> [AUFGABEN]:
**a.** Beantworte anhand des Textes über den Kongo diese Fragen:
(i) Welchen Beruf hatte John Harris?
(ii) In welchem Zeitraum war das Gebiet der heutigen Demokratischen Republik Kongo Privatbesitz von Leopold II.?
(iii) Was mussten die afrikanischen Söldner den belgischen Offizieren als Beweis überbringen?
**b.** Liste alle Zeugnisse für die Verbrechen auf, die das Ehepaar Harris laut dem Text über den Kongo aus dem Land mitbrachte.

> [TEXTAUSZUG]:
Von Martyna Czarnowska

Politik
Dokumentierte Grausamkeit: Konnten die Menschen nicht genug Kautschuk ernten, wurden ihnen zur Strafe Hände abgehackt (Foto von 1907).
© ullstein bild

Die Gräueltaten der belgischen Herrschaft sind Thema beim Besuch König Philippes im Kongo.


Das Ehepaar Harris hatte gerade das Frühstück beendet. Da kam ein Mann auf die Veranda ihres Lehmhauses gelaufen und legte etwas auf den Boden. Es waren eine Hand und ein Fuß seiner Tochter, die nicht älter als fünf Jahre war.

Das Foto des zusammengekauerten Vaters, der auf die abgehackten Gliedmaßen seines Kindes starrt, stammt von Alice Seeley Harris. Diese war mit ihrem Mann, dem Baptisten-Missionar John Harris, Anfang des 20. Jahrhunderts im Kongo. Von ihrem Aufenthalt brachten die beiden Bilder und andere Zeugnisse für die Verbrechen der belgischen Kolonialherren mit: Peitschen, Handschellen, Folterinstrumente. Das Ehepaar startete einen Kampagne, um die Öffentlichkeit im Westen aufzurütteln, ebenso wie es zuvor ein ehemaliger Reederei-Angestellter in Liverpool getan hatte: Edmund Dene Morel. Er widmete sich der Aufdeckung der Gräueltaten, deren geschichtliche Aufarbeitung erst Jahrzehnte später erfolgte.

In seinem Buch "Der taumelnde Kontinent. Europa 1900-1914" nimmt der Historiker Philipp Blom, der auf Harris und Morel verweist, den Kongo als besonders grausames Beispiel für die Kolonialzeit. Von 1885 bis 1908 befand sich das Gebiet der heutigen Demokratischen Republik Kongo in Zentralafrika im Privatbesitz von Leopold II., des Königs der Belgier. Dann wurde es an den belgischen Staat übergeben. Kurz zuvor wurden die Vorteile von Gummireifen entdeckt - und die weltweite Nachfrage nach Kautschuk stieg enorm. Leopold II. erkannte das Potenzial seiner Kolonie, die reich an Kautschukpflanzen war. Um so viel Rohstoff wie möglich zu gewinnen, wurden zehntausende Einwohner auf den Plantagen eingesetzt. Und da sie dabei nicht in Handschellen arbeiten konnten, wurden ihre Frauen und Kinder als Geiseln genommen. Widerstand wurde mit Strafexpeditionen geahndet, ganze Dörfer wurden verbrannt, Menschen wahllos ermordet.

Als Beweis für die erfolgreiche Durchführung diese Aktionen hatten die afrikanischen Söldner den belgischen Offizieren die abgehackten Hände der Opfer zu überbringen. Millionen Menschen wurden unter Leopold II. verstümmelt, ermordet oder starben auf den Plantagen. Der König wurde reich und ließ in Belgien Prunkbauten errichten.

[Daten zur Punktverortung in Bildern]
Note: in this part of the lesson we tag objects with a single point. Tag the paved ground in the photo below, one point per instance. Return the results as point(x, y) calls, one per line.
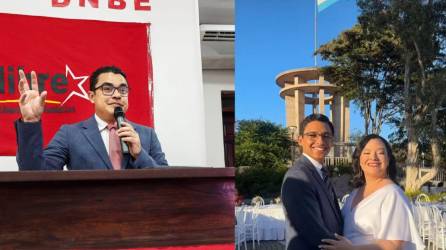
point(265, 245)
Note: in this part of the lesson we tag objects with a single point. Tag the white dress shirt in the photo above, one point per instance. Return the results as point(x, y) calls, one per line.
point(102, 125)
point(316, 164)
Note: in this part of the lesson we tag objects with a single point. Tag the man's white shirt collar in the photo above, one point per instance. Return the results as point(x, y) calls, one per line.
point(101, 123)
point(316, 164)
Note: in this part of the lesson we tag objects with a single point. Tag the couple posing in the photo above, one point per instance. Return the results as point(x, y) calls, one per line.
point(376, 215)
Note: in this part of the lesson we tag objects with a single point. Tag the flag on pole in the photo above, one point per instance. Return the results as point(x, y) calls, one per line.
point(323, 4)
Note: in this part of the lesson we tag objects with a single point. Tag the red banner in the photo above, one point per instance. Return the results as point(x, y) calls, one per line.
point(64, 53)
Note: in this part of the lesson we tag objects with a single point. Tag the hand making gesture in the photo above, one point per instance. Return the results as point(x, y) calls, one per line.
point(31, 102)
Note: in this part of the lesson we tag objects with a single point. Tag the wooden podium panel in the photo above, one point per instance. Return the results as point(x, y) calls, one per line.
point(116, 209)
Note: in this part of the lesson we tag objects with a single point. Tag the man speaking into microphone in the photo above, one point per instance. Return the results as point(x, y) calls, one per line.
point(104, 141)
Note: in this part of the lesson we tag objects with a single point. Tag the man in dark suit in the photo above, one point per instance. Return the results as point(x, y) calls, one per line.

> [LÖSUNGEN]:
**a.**
(i) Er war Baptisten-Missionar.
(ii) Von 1885 bis 1908.
(iii) Die abgehackten Hände der Opfer.

**b.** Bilder, Peitschen, Handschellen, Folterinstrumente